→ **Recorded information**
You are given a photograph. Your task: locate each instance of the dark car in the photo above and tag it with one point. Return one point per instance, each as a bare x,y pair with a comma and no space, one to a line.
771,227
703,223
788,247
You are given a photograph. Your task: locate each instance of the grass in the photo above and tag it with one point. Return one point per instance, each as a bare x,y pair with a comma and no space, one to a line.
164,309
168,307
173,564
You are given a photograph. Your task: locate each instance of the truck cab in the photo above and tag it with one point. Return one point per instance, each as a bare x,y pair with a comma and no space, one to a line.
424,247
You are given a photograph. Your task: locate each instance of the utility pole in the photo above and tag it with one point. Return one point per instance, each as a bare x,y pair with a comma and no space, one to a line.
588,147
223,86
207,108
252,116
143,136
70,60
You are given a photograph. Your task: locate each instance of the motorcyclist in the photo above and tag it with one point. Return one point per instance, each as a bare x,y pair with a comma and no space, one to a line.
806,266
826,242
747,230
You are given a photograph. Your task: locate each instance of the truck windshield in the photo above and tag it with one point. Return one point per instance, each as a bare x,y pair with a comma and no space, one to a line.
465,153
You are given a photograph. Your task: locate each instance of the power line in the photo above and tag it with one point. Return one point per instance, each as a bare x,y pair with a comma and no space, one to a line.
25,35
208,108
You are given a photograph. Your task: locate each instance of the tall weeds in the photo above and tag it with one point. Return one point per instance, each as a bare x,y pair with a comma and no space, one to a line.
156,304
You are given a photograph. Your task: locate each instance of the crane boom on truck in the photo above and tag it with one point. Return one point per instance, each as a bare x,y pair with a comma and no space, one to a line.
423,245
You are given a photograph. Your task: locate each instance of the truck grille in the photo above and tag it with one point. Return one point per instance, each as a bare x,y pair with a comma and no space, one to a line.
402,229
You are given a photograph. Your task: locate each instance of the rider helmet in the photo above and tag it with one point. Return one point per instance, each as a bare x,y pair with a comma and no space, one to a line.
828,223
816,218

→ **Objective**
Reproduce the lines above unchanged except for one swap: wherever "utility pole" occurs, put "telephone pole" in its place.

→ **Expected answer**
You are given a photograph. Your task: locate each instance of the dark car in the photo above and tag it with one point. Return one point per instance, each as a bare x,y pair with a comma and no space, one to a line.
771,227
703,223
788,247
You are given a photograph. Your task: locate each instance of the grass in the photo above and tag it with one point. Return one point per instance, each as a bare x,y pair with a comma and no space, one to a line.
164,309
168,307
173,564
You are given a photograph. Your task: locate each instance of the truck cab in the photo above and tag it with one point. Return one point per instance, each as a bare x,y pair with a comma and no space, one to a line.
424,247
You are given a photograph. Your task: locate each instance of the telephone pole in the photo above and tag it with one point. Return one point per instance, each as a bare x,y pair with a comma and no space, one to a line.
588,147
223,86
207,108
252,116
143,136
70,60
You are given a photograph. Your task: locate each instance of the motorcyclist in the photo above and tag it with one point. Return one point per instance, each as a bare x,y pair with a comma and no space, one to a line.
806,266
826,242
747,230
You are given a photograph. Your task: locate each instance of the truck windshield in the photo above and tag it with one point. Return one point per instance, each as a bare x,y pair with a comma and no space, one to a line.
465,153
You are given a photograph. Your task: locate each instance of the power line in the photo above and tag it with one point. Return one point per instance, each as a bare x,y pair with a comma and no space, one to a line.
25,35
208,108
You are given a photograph. Your task: locate each instance of the tall weeds in the photo above and tag it with one point. Return one point per instance, each as a bare x,y pair with a comma and no space, one to a line.
156,304
You are given a photograph. Your task: locate each instance of the crane boom on truck in the photo above and tag it with one point. Return one point per instance, each as a bare x,y pair with a comma and no space, one to a line.
423,245
You are given a photograph. Your task: locate each instance of the truck grille in the photo above and tag it with one point. Return one point per instance, each as a bare x,y pair with a comma and no space, one to a line.
402,229
You are given a photograph. Your task: locate each instance of the rider helmet in the photo above and tag it with one point. Return one point per instance, each as a bare x,y pair with a comma and no space, one to a line.
828,223
816,218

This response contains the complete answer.